## What you will do
Starting from the line that contains "Mark one point on each instance of the dark", give back every line through the end of the listing exactly as written and no other line.

## Material provided
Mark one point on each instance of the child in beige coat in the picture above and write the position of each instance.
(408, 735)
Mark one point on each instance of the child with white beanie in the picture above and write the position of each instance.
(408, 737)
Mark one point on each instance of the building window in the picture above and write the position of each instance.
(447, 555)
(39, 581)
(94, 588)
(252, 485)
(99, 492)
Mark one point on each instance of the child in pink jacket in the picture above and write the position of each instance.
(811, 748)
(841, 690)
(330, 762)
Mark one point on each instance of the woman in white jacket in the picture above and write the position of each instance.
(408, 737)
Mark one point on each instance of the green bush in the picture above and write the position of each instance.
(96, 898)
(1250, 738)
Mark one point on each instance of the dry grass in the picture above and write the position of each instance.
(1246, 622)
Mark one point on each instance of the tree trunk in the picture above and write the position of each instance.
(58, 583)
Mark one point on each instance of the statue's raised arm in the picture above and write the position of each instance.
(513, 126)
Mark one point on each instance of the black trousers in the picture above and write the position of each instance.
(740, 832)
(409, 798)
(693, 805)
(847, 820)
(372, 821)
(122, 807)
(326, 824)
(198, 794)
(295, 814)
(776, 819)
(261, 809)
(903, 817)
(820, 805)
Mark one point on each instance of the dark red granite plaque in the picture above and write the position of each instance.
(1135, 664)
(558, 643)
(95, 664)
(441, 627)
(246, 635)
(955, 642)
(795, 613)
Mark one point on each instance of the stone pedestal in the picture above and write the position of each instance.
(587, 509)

## Reply to the exercise
Mark one point on each instance of the dark red granite plaque in the picture above and write the position of each instance.
(1135, 664)
(558, 643)
(95, 664)
(441, 627)
(246, 635)
(955, 642)
(795, 613)
Mark one point on each instance of the stone pedestal in the picture above and write the position of each instance.
(587, 509)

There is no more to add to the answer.